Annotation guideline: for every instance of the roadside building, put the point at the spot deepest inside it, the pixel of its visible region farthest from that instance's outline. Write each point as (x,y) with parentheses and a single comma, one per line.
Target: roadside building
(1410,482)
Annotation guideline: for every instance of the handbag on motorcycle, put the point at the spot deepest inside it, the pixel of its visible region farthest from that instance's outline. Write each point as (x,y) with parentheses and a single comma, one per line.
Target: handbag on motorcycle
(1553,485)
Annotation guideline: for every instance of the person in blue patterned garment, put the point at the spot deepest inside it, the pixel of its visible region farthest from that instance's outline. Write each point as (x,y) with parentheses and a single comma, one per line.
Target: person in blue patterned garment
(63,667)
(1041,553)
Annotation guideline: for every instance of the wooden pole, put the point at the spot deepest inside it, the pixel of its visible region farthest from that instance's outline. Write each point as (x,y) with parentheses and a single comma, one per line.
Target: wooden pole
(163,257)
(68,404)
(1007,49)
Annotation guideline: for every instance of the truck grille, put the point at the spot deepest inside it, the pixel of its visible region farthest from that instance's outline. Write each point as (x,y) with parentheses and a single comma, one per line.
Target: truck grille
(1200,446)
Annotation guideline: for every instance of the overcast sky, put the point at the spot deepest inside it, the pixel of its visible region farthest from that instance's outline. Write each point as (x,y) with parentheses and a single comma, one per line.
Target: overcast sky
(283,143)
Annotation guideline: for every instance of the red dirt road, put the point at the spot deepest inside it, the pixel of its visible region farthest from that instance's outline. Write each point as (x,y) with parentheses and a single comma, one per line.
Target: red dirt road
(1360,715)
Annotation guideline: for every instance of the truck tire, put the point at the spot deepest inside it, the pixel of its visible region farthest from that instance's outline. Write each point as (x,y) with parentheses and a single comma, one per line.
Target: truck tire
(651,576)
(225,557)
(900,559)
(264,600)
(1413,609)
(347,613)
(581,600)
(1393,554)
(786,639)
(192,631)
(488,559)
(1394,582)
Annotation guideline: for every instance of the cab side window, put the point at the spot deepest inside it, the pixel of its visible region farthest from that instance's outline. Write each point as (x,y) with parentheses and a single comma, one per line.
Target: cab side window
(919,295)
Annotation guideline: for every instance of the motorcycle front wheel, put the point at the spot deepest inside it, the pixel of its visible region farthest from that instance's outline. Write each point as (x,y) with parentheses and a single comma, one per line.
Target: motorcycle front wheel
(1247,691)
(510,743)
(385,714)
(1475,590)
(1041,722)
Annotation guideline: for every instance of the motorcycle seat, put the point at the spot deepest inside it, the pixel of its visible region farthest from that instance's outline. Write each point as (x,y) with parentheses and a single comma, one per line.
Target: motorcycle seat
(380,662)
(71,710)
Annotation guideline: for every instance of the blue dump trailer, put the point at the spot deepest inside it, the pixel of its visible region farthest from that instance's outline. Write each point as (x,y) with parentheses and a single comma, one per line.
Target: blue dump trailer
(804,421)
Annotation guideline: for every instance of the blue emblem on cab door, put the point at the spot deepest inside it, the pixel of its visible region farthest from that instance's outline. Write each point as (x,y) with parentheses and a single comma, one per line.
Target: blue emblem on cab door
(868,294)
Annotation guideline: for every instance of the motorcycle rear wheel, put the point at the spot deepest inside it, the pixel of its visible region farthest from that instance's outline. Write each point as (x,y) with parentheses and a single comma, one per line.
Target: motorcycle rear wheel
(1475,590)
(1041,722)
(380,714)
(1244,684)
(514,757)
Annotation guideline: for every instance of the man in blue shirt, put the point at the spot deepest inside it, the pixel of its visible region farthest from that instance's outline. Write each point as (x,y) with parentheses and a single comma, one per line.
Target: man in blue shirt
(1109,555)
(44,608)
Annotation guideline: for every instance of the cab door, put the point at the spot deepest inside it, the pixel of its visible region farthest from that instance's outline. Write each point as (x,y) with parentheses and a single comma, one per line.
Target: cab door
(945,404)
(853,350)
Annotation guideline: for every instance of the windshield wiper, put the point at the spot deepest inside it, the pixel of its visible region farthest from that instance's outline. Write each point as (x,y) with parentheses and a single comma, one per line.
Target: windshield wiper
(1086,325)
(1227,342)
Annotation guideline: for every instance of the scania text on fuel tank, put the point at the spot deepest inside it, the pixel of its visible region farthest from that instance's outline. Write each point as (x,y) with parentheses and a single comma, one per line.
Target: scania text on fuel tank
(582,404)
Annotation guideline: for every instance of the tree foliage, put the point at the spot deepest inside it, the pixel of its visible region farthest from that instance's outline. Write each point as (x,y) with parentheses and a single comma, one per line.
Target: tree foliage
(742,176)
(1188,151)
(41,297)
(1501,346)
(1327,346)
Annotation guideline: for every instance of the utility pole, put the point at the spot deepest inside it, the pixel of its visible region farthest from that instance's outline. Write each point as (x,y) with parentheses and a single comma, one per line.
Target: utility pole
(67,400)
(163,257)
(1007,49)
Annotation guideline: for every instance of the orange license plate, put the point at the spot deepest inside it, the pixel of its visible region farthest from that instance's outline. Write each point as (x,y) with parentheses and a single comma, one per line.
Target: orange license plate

━━━━━━

> **STATED PROBLEM**
Copy every row above word for word, keeping each line as it is.

> **FULL OUTPUT**
Annotation guideline: for every instance of the roadside building, put the point at the spot deepest inside it, the pixel of its visible region farthest from that instance's outline. Write each point as (x,y) with parentheses and a single comma, one per line.
Target: roadside building
(1410,482)
Annotation guideline: for every instance of the handbag on motorcycle, put the point at the spot deepest inside it, the pixel of its visible region farthest from that instance's outline. Write each point as (x,y) with parentheses and a single comma, one per line.
Target: handbag on motorcycle
(1553,485)
Annotation guideline: for every instance of the person in blue patterned garment, put the point at the spot deepest inside it, the pixel of its visible region farthest from that instance's outline. Write each point as (x,y) with parentheses and a single comma, one per line.
Target: person in blue patterned garment
(63,667)
(1041,553)
Annotation guideline: for every instance of the wooden pole, put the point at the spot deepest inside it, the pixel of its visible region farthest from that instance's outline. Write each point as (x,y) with parentheses and a single comma, one per line.
Target: wooden pole
(163,257)
(68,404)
(1007,49)
Annotation guideline: for every instance of the truck grille, put the point at the spot deepest inside it, the pixel of its visible region farthest from that instance's outline. Write each point as (x,y) with parentheses and a single comma, one per line.
Target: truck grille
(1200,446)
Annotation guideline: for every instance of the overcast sky, put the point at the spot deepest inside it, the pixel of its visible region farthest from that instance's outline. Write each point as (x,y) with parentheses and a single comma, one per line.
Target: overcast sky
(283,143)
Annotation guideline: for every instance of the red dirt road, put the point at the spot deepest inside it, the pixel of its visible region farthest from that instance's outline. Write each point as (x,y) with parentheses and a single comma, one per line.
Target: red dirt road
(1360,715)
Annotation guideline: for every instance of the truck tire, put the point at the spot deepest inside it, the pixel of its visible region farthest from that instance's outline. Write each point as (x,y) with parentheses and a single comma, one per line.
Target: truck tire
(651,576)
(225,557)
(900,559)
(264,600)
(1413,609)
(347,613)
(581,600)
(1393,554)
(786,639)
(192,631)
(488,559)
(1394,582)
Annotation guideline: for every instance of the cab side window, put the point at the spot deepest inside it, the pixel of its visible region farthest from that instance's outline. Write each point as (x,y) with parentheses and a single comma, one per line.
Target: cab side window
(919,295)
Annotation guideline: for every instance of the motorcycle front wheel, put the point at the spot deepest inside it, the pixel of its visible region farthest from that instance's outline. Write each point as (x,y) with parentheses and a single comma, one per line.
Target: motorcycle front wheel
(1247,691)
(510,743)
(385,714)
(1475,590)
(1041,722)
Annotation guideline: for every instance of the motorcycle seat, put the point at the spot deepest inside it, the pixel of its visible region farthest from that instance's outline. Write each point as (x,y) with parentheses and a single comma, one per line.
Target: motorcycle seat
(380,662)
(71,710)
Annotation guideline: for every instance of the blue dump trailer, put the point at the spot deepest inside it, the pixel of its visible region farthest from that instance's outline. Write each point as (x,y) with parentheses and a single comma, one per line.
Target: blue dump trailer
(804,421)
Annotation guideline: for every instance of the blue emblem on cab door, put the point at the spot deepest inside it, the pixel of its visible region farthest from that instance's outline. Write each point as (x,y) with parentheses and a single comma, one per line.
Target: blue emblem on cab door
(868,294)
Annotation guideline: for every instance of the motorcycle rear wheel, put the point at the spot deepest inside it, the pixel of its visible region farthest from that instance's outline. Write each point as (x,y) with parentheses and a single comma, one per line.
Target: motorcycle rear wheel
(1475,590)
(1041,722)
(380,714)
(1244,684)
(514,757)
Annotation guideline: for every instance of the man in blue shirt, put the point at the spot deepest inside it, the pixel of its visible region farthest from that instance's outline. Write each point as (x,y) with parentheses and a single comma, one per line.
Target: man in blue shirt
(1109,555)
(44,608)
Annotation guideline: for every instance of the cab door, put the point at the spot deepest inside it, the pixel of its visible region farthest from that instance's outline. Write each point as (x,y) with parentheses and a single comma, one per line.
Target: cab door
(945,404)
(853,350)
Annotation guideline: for every instance of the windshield wiper, put the point at the spot deepest inside it, the pixel of its visible region farthest from that instance's outline. Write each point as (x,y) with parentheses and a single comma, one per line.
Target: windshield wiper
(1086,325)
(1227,342)
Annotation guideline: for every instance of the scania text on fuel tank, put the point at the spot deepest inside it, the pixel of its visible region farthest from that instance's outline. Write each point as (x,y) with parentheses and a single comma, one per line.
Target: scania text on fuel tank
(582,404)
Annotation guideline: for every instance of the tree foliage, put the point at the spot deepest inside it, the pixel of its visible region farthest from that instance's outline. Write each point as (x,y) with parentheses and a single comma, one per line.
Target: tree foliage
(742,176)
(1188,151)
(41,297)
(1501,346)
(1327,346)
Annotation guideline: for every instance of the utility pole, put the point at the spot deepest inside it, the pixel of its visible region farthest from that instance's outline. Write each point as (x,y) with parentheses and a single comma, one per line.
Target: utility pole
(67,400)
(163,257)
(1007,49)
Annotation guideline: for every instance of the orange license plate, put the point at the spot deepest inside it, the pixel of its visible region farthest from that instance's outline. Write each point as (x,y) with parentheses and a single comma, one per line.
Target: orange license plate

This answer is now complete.